Aim: Print all entries word for word.

Items from a dataset:
* * * * * * * * *

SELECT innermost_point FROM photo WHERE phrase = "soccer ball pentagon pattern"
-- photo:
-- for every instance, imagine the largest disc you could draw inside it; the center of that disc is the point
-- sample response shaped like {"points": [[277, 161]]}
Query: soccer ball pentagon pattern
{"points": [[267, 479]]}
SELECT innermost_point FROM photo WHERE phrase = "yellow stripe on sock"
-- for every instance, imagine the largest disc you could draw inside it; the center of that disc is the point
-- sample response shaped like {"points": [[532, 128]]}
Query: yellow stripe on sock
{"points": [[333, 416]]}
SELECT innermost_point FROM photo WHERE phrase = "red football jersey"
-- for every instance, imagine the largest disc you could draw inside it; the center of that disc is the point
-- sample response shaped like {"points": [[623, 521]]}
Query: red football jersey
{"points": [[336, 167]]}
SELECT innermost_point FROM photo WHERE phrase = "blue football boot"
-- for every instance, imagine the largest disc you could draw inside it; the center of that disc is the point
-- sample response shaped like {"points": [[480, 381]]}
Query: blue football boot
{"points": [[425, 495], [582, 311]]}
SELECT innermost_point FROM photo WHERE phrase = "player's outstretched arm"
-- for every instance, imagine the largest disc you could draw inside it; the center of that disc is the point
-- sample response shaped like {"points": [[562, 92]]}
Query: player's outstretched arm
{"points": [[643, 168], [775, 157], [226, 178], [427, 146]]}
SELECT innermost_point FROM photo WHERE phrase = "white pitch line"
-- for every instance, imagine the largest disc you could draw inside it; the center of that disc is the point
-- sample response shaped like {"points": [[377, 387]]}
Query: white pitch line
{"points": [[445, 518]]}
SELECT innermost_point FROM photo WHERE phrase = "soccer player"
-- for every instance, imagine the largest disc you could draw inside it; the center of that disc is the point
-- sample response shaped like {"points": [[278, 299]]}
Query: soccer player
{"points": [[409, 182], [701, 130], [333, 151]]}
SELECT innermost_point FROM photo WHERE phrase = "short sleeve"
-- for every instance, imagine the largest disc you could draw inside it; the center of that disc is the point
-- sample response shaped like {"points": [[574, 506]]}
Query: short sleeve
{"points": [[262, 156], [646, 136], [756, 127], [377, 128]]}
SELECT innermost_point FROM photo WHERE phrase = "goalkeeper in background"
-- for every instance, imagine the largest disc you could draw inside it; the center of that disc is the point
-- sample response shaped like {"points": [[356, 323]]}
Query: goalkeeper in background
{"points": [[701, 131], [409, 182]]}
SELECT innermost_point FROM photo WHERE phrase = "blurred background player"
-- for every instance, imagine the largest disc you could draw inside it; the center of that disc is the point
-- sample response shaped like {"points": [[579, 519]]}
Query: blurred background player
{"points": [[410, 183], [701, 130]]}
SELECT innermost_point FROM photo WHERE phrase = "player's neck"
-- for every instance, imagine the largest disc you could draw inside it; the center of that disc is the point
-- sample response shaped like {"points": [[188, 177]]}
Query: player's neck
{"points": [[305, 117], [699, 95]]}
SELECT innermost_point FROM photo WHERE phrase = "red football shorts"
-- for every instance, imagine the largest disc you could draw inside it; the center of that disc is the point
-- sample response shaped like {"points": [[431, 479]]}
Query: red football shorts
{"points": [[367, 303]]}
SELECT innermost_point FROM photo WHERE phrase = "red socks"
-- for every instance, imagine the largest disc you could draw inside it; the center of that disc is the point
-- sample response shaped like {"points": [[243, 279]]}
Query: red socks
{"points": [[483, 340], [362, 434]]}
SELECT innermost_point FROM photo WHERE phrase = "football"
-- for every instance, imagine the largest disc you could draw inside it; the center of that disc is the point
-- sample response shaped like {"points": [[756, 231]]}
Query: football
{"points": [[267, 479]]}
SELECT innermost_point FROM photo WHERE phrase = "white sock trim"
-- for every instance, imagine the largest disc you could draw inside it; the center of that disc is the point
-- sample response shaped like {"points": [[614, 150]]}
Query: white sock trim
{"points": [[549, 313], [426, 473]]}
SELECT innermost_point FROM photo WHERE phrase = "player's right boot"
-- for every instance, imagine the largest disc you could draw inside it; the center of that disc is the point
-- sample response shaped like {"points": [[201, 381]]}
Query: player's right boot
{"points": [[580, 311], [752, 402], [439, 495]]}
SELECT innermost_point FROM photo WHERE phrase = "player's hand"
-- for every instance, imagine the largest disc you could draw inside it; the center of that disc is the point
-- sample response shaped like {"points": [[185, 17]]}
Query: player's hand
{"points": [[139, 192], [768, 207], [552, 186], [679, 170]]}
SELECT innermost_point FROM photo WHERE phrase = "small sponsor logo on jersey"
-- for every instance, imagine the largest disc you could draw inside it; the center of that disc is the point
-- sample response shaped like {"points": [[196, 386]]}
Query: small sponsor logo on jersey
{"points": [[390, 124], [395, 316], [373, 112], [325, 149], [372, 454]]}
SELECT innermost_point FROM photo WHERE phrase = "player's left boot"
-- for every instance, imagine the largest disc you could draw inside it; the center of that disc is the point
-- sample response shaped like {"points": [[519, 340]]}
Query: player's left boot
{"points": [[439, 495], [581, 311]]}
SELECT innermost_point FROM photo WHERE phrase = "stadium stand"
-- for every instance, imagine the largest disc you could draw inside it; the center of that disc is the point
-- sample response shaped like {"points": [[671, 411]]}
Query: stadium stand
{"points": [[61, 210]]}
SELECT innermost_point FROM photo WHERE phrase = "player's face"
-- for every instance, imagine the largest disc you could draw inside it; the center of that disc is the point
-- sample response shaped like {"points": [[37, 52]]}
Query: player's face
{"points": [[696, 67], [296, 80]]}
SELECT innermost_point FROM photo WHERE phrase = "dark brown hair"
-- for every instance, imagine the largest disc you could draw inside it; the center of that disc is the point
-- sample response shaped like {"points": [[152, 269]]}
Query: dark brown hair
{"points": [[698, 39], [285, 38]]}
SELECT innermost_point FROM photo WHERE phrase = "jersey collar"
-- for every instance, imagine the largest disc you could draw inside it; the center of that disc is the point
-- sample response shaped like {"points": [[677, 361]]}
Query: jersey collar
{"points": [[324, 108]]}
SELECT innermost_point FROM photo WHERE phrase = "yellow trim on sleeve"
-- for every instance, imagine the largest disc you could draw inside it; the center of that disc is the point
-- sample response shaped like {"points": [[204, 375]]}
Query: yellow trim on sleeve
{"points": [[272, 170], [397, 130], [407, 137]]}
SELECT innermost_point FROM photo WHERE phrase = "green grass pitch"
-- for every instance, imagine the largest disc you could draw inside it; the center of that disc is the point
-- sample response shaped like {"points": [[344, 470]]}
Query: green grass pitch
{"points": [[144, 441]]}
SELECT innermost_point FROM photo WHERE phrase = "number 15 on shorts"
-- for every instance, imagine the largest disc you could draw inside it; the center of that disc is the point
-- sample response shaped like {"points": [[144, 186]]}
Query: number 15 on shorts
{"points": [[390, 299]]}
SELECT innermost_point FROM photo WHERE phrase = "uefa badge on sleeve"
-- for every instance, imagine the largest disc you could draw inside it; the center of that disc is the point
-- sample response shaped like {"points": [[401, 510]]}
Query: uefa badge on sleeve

* * * * * * * * *

Solution for this task:
SELECT innermost_point FROM photo WHERE phrase = "soccer ball pentagon pattern"
-- photo:
-- for every instance, imagine the largest disc you could draw inside it; the center of that disc is the point
-- sample response shaped like {"points": [[277, 161]]}
Query: soccer ball pentagon pattern
{"points": [[267, 479]]}
SELECT innermost_point FROM photo WHERE phrase = "yellow stripe on sock"
-- for every instance, imagine the largest disc you could draw inside it; the center of that disc is the point
-- sample response shaped like {"points": [[532, 128]]}
Query: yellow stripe on sock
{"points": [[333, 416]]}
SELECT innermost_point FROM photo WHERE phrase = "red football jersey"
-- for every instance, imagine the largest disc you could draw inside it; the center of that disc is the point
-- sample response shaped like {"points": [[623, 521]]}
Query: red football jersey
{"points": [[336, 167]]}
SELECT innermost_point FROM photo WHERE phrase = "blue football boot"
-- for every instance, imagine the largest disc you could draw inside it; the center of that disc is the point
-- sample response shaped like {"points": [[480, 381]]}
Query: blue football boot
{"points": [[425, 495], [582, 311]]}
SELECT innermost_point FROM photo WHERE phrase = "player's outstretched arm"
-- for every instance, imagine the largest disc you could draw inside it; the center of that disc is the point
-- sample response shaped like {"points": [[562, 92]]}
Query: player's outstretched arm
{"points": [[643, 168], [775, 157], [226, 178], [427, 146]]}
SELECT innermost_point FROM photo WHERE phrase = "white pitch line"
-- for every instance, imagine the largest disc you could draw inside it; the center of that disc is the point
-- sample response shaped like {"points": [[377, 387]]}
Query: white pitch line
{"points": [[445, 518]]}
SELECT innermost_point FROM photo WHERE phrase = "soccer player"
-- for every instance, imagine the largest disc you could draw inside it; the center of that disc is the point
-- sample response shaped like {"points": [[278, 299]]}
Query: soccer player
{"points": [[409, 182], [701, 130], [333, 151]]}
SELECT innermost_point FROM photo WHERE phrase = "short sleeve"
-- for every instance, imagine the largest disc you could draw inside it; the center of that disc is the point
-- sample response shaped like {"points": [[574, 506]]}
Query: short sleeve
{"points": [[262, 156], [646, 136], [756, 127], [377, 128]]}
SELECT innermost_point FROM photo WHERE phrase = "goalkeeper in background"
-- for every instance, imagine the largest disc you could draw inside it; the center of that disc is the point
-- sample response shaped like {"points": [[356, 323]]}
Query: goalkeeper in background
{"points": [[701, 131], [409, 182]]}
SELECT innermost_point FROM photo WHERE phrase = "blurred background player"
-- for every instance, imagine the largest disc you could draw inside it; the center of that disc is the point
-- sample response shaped like {"points": [[579, 519]]}
Query: blurred background player
{"points": [[410, 183], [701, 130]]}
SELECT innermost_point FROM photo WHERE phrase = "player's neck"
-- for every instance, imagine the largest disc you could draw inside it; the center of that disc is the point
-- sample response shaped like {"points": [[188, 177]]}
Query: player's neck
{"points": [[305, 117], [699, 95]]}
SELECT innermost_point FROM photo WHERE phrase = "red football shorts"
-- for every instance, imagine the largest disc you could draw inside it; the center of that disc is the point
-- sample response shaped like {"points": [[431, 479]]}
Query: red football shorts
{"points": [[367, 303]]}
SELECT innermost_point FROM photo WHERE phrase = "red socks"
-- for every instance, imagine the largest disc you could draw inside it; the center of that disc is the point
-- sample response shaped like {"points": [[243, 279]]}
Query: red socks
{"points": [[483, 340], [362, 434]]}
SELECT innermost_point FROM photo WHERE phrase = "football"
-- for every instance, imagine the largest disc you could draw inside it; the center of that disc is the point
-- sample response shaped like {"points": [[756, 231]]}
Query: football
{"points": [[267, 479]]}
SELECT innermost_point FROM photo WHERE phrase = "white sock trim"
-- for every instance, imagine the largest disc you could draw inside it; the center of that disc is the point
-- sample response shaped like {"points": [[614, 150]]}
Query: white sock trim
{"points": [[549, 313], [426, 473]]}
SELECT innermost_point FROM photo WHERE phrase = "player's right boot"
-- for every instance, imagine the largest disc you could draw inside it; the center of that disc is the point
-- sample response shaped like {"points": [[201, 381]]}
Query: player's right boot
{"points": [[580, 311], [752, 402], [439, 495]]}
SELECT innermost_point FROM photo WHERE phrase = "player's hand"
-- for every instance, imagine the largest disc you could draw inside it; the center of that disc is the point
-- sample response shaped like {"points": [[185, 17]]}
Query: player's hand
{"points": [[139, 192], [768, 207], [552, 186], [679, 170]]}
SELECT innermost_point FROM photo WHERE phrase = "small sponsor logo on jersey"
-- for every instance, imagine the largest disc you could draw inside it; the center of that disc is the point
-- sample response shaped like {"points": [[196, 386]]}
Query: small sponsor logo on jersey
{"points": [[390, 124], [395, 316], [373, 112], [325, 149], [372, 454]]}
SELECT innermost_point FROM photo WHERE phrase = "player's left boot"
-- for every instance, imagine the largest disc you could draw inside it; the center of that disc is the point
-- sample response shaped like {"points": [[519, 340]]}
Query: player's left boot
{"points": [[439, 495], [581, 311]]}
SELECT innermost_point FROM photo WHERE phrase = "stadium stand"
-- for every instance, imagine the largest disc you could draw inside it; the center of that disc is the point
-- sample response shaped like {"points": [[671, 411]]}
Query: stadium stand
{"points": [[61, 210]]}
SELECT innermost_point FROM photo WHERE phrase = "player's face"
-- for every instance, imagine the largest disc you could draw inside it; the center of that disc is the point
-- sample response shaped like {"points": [[37, 52]]}
Query: player's face
{"points": [[696, 67], [296, 80]]}
SELECT innermost_point FROM photo WHERE phrase = "dark brown hair"
-- for every instance, imagine the largest disc you could draw inside it; the center of that disc is the point
-- sample response shaped like {"points": [[152, 269]]}
Query: dark brown hair
{"points": [[698, 39], [285, 38]]}
SELECT innermost_point FROM photo WHERE phrase = "jersey collar"
-- for every instance, imagine the largest disc you could draw inside it; the center of that disc is the point
-- sample response shaped like {"points": [[677, 361]]}
Query: jersey collar
{"points": [[324, 108]]}
SELECT innermost_point FROM photo WHERE phrase = "yellow trim on sleeve"
-- for every instance, imagine the largest disc you could draw inside it; the center of that disc is the point
-- sample response shaped like {"points": [[204, 375]]}
Query: yellow trim on sleeve
{"points": [[272, 170], [397, 130], [407, 137]]}
SELECT innermost_point FROM photo WHERE phrase = "green grass pitch"
-- for every instance, imagine the largest disc you could draw inside it; the center of that disc is the point
-- sample response shaped like {"points": [[344, 470]]}
Query: green grass pitch
{"points": [[144, 441]]}
SELECT innermost_point FROM photo WHERE phrase = "number 15 on shorts"
-- for every instance, imagine the largest disc you could draw inside it; the center of that disc is the point
-- sample response shaped like {"points": [[144, 186]]}
Query: number 15 on shorts
{"points": [[390, 299]]}
SELECT innermost_point FROM photo WHERE phrase = "uefa badge on sleeve"
-- for every instance, imagine the largest disc you could draw inside it; the center of that disc is the point
-- sample response shaped like {"points": [[401, 510]]}
Query: uefa badge on sleeve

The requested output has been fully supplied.